Aim of the exercise: Copy out each line of the entries below in which the string "stem" appears.

[Spatial localization data]
------------------------

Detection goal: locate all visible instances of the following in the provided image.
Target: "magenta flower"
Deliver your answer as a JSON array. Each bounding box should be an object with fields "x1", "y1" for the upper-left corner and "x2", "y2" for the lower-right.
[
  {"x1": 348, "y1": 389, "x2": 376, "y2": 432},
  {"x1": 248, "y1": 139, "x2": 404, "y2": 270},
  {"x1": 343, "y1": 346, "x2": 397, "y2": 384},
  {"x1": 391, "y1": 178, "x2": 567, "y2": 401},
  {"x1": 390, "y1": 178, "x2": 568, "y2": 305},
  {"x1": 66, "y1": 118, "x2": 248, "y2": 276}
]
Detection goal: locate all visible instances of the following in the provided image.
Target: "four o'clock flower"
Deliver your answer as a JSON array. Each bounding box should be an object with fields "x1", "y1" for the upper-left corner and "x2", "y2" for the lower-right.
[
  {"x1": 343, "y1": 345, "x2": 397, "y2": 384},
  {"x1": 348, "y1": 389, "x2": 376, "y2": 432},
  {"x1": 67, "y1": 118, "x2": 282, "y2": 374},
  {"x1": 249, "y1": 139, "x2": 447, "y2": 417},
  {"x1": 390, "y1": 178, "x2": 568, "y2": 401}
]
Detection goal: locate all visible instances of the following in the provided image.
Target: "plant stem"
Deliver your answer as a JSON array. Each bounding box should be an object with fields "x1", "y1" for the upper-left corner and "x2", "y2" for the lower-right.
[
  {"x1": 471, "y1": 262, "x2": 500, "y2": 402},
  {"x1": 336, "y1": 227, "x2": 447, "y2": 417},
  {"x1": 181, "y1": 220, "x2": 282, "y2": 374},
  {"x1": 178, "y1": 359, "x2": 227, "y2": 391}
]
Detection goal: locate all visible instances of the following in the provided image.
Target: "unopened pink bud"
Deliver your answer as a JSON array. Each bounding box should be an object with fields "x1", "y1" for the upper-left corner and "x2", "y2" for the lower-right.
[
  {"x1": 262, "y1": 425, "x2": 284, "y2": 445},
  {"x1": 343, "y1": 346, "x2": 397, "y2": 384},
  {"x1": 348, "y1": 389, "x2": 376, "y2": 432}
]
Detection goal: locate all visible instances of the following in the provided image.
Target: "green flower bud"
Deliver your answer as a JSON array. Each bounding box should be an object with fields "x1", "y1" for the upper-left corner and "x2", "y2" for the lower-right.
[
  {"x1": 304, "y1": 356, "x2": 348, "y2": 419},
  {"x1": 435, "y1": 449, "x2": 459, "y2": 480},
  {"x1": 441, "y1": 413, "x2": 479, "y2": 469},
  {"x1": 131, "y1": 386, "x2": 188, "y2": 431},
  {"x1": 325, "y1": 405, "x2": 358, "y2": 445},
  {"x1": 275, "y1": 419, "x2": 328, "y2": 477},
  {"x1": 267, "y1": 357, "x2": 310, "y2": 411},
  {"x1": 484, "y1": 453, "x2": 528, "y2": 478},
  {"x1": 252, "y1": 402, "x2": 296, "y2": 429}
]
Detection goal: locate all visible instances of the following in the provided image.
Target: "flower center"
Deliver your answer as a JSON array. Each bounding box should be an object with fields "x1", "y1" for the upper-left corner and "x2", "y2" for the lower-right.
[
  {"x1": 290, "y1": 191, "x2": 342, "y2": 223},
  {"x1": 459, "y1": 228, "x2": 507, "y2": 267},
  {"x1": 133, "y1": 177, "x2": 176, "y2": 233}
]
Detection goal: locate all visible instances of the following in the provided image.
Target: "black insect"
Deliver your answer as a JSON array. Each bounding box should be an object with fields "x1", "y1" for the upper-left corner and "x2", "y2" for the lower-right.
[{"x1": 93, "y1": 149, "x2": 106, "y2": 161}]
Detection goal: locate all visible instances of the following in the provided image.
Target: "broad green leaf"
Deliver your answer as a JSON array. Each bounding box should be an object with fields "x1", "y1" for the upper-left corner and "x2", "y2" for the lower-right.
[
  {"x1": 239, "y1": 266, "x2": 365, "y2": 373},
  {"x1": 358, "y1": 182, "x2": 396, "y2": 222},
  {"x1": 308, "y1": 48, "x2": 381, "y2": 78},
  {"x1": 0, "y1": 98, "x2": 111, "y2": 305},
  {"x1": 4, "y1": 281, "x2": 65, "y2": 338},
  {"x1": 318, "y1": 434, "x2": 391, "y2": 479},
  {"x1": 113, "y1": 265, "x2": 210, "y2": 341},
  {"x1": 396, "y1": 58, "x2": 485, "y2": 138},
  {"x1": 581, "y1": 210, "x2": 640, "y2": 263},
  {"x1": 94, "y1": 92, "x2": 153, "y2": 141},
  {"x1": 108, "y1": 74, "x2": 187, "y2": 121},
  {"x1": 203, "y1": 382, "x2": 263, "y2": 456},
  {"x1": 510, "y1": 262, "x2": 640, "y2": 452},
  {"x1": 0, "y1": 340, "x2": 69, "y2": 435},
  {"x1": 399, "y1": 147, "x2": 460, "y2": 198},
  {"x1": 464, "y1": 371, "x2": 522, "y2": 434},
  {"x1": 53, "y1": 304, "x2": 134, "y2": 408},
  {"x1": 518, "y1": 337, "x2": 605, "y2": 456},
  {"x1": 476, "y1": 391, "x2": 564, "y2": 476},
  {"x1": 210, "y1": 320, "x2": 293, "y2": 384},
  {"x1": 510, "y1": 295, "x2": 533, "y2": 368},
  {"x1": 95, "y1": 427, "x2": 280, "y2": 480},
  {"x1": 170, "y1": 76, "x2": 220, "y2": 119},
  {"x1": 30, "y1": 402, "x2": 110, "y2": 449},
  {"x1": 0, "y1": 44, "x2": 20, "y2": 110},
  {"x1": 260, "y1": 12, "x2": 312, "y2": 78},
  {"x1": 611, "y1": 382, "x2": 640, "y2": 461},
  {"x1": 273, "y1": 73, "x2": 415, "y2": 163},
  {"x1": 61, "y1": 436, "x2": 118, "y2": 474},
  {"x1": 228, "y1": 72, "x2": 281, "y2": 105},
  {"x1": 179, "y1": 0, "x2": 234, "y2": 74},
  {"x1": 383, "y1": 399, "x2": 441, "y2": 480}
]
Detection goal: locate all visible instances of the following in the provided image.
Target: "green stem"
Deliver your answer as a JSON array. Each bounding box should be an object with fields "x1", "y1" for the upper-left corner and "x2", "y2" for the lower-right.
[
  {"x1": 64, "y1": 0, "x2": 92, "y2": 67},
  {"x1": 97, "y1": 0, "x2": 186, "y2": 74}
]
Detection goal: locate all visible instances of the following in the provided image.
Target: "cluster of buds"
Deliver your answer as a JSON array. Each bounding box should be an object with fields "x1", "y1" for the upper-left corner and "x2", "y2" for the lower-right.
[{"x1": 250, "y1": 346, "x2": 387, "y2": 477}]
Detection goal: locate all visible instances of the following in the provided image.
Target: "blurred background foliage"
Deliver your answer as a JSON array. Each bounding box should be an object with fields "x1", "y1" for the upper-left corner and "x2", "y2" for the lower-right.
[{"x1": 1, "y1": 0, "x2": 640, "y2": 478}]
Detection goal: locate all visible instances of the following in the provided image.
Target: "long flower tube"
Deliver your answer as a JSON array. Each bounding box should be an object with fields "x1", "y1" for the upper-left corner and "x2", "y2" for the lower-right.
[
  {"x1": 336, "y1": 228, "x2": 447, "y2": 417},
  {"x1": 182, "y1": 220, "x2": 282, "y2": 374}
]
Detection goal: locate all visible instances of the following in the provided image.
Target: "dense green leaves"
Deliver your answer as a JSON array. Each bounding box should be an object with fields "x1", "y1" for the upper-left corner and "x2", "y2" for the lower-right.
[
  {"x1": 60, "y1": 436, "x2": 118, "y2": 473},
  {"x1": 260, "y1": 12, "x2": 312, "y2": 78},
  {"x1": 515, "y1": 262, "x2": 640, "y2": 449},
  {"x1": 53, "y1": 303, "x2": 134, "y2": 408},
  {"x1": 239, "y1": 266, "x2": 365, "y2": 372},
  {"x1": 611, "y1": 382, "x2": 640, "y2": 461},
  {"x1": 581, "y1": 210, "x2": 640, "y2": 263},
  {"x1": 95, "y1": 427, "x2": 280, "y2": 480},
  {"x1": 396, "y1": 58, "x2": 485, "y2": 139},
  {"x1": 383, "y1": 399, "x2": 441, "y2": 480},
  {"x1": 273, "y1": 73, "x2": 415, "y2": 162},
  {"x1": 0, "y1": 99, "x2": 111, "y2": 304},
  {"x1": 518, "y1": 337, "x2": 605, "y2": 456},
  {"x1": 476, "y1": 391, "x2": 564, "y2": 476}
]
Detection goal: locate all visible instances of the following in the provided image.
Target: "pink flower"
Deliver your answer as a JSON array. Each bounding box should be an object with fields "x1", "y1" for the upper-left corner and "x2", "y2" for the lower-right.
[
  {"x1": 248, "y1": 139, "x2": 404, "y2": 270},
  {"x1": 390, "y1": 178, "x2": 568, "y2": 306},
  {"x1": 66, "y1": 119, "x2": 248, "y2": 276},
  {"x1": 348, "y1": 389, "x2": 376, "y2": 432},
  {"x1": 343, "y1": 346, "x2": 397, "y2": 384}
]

------------------------

Written response:
Target: "plant stem"
Target: "green stem"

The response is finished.